Doug: Obviously, so I did name them and I would give them names that my friends at home. In a couple of classes, every single friend that I had from home were with their names so like Brandon and Danny and like the kids had no idea but it helped me remember their name number 1 but that was cool because I literally name them to their American name and they keep those name forever so as the American were English name, I mean obviously like I said they go by their Korean names but that was an interesting thing. But it was just a life experience. It was a life experience of meeting different people working with – there are Korean teachers there. We do 45 minutes of Korean instruction and we do 45 minutes of English instruction. We all taught in English but they were there to help me translate at their end. At my end I was in the classroom, like I said I would go into a brand new group of kindergarteners by myself. Whenever I spoke in English, just getting them to say “Hello” you know, you have to model it. And I guess that part was interesting because you would say things like “Great teacher, I’ve been there before” and I told the kids “Repeat everything that person says” so I get in there and say “Hello” and they get “Hello”. “Ok everybody” then “Ok everybody” I’m like “No, no no” and like “No, no no”. Don’t repeat everything you know and so. I had to kind of get used to that. And how do I teach because I never taught ESL and this wasn’t ESL, this was I don’t know, I don’t know what you call it. The opposite of ESL but anyway that part was interesting. But it was just really just a life experience and I think being a, you know, I’m a white male and Koreans are very a homogenous society in South Korea. I mean, there aren’t many people living in Korea that aren’t Korean and being different you know and being looked at differently was definitely eye opening and being like I said, a white male in America.
Doug: And that was something I think that I can take with me forever and says, “You know I at least have an understanding of what that means” as well as just having to overcome all sorts of things. I mean Korean language. It doesn’t even used there’s no letters, I mean just Korean symbols that are you know put together. So I had to learn that. I mean, there was no handbook I mean, I was picked up and dropes off by this guy from New Zealand who had been there for six months so he kind of knew the lay of the land and I could kind of rely on him for a little while but you know there wasn’t an orientation. I started the first day after I got there. Yeah, so I was constantly just being dropped to places and told to perform and that’s kind of how I learned that. I don’t think that’s the best way to learn.
Doug: Like I said, I think my transition here at Carrie Downie was 2 weeks with the person who was here was a much better way to do it but you are not always afforded that opportunity so.
Jay: What do you think that landed to you, I mean just having that experience on another country where you just kind of fly by the city do you think that, that prepared you for some of the you know, the challenges that you might have been prepared for you know as a school leader.
Doug: Yeah, I mean I would suggest anyone that leaves college, the first six months after college, you should spend in a different country and live there where there’s a language that you cannot speak or do not know how to speak.
################
== Tasks for this exercise ==
(1) In the interview excerpt, how long did Doug's transition at Carrie Downie last with the person who was there before him?
(2) Echo the interview excerpt word for word between "Jay: What do" and "how to speak.", inclusive.

Collection entries:
################
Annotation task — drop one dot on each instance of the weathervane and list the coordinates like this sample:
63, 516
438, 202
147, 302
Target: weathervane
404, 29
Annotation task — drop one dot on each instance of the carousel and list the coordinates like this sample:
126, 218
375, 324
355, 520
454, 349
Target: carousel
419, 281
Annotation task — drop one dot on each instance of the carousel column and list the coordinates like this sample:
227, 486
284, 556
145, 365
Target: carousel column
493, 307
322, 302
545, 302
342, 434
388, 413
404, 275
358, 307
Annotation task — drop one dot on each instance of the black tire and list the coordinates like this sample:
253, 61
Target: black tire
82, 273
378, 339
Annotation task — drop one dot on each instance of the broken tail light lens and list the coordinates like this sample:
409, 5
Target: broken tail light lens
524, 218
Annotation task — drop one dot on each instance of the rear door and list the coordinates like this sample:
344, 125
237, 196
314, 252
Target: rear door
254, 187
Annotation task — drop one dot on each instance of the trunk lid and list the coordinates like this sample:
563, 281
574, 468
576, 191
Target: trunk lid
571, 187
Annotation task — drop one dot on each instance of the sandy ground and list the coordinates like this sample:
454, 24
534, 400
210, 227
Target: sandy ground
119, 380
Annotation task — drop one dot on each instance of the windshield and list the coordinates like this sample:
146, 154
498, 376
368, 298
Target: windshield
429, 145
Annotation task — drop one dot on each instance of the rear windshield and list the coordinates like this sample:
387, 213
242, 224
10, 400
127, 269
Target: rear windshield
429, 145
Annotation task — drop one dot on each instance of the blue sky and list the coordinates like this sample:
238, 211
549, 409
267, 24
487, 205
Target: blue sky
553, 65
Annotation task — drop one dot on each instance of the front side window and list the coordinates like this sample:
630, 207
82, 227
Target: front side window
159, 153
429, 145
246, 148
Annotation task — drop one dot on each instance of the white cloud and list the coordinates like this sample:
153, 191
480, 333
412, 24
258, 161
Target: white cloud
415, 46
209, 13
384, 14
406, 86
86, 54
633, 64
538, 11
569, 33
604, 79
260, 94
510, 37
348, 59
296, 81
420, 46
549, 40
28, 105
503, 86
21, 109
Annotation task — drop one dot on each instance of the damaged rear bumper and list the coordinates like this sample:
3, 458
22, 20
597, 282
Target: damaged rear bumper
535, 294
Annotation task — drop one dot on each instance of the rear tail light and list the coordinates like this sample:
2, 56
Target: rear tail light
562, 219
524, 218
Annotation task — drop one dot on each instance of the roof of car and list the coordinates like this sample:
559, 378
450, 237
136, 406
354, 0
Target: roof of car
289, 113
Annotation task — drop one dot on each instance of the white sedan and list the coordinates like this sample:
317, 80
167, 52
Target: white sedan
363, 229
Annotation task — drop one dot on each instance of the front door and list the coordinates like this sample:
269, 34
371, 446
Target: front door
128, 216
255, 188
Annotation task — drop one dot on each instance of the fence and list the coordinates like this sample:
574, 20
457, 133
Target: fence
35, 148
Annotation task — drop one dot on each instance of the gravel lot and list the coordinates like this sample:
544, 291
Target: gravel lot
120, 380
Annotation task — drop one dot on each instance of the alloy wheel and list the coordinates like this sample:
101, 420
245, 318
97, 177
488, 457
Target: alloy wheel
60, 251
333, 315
################
== The replies ==
(1) Two weeks.

(2)
Jay: What do you think that landed to you, I mean just having that experience on another country where you just kind of fly by the city do you think that, that prepared you for some of the you know, the challenges that you might have been prepared for you know as a school leader.
Doug: Yeah, I mean I would suggest anyone that leaves college, the first six months after college, you should spend in a different country and live there where there’s a language that you cannot speak or do not know how to speak.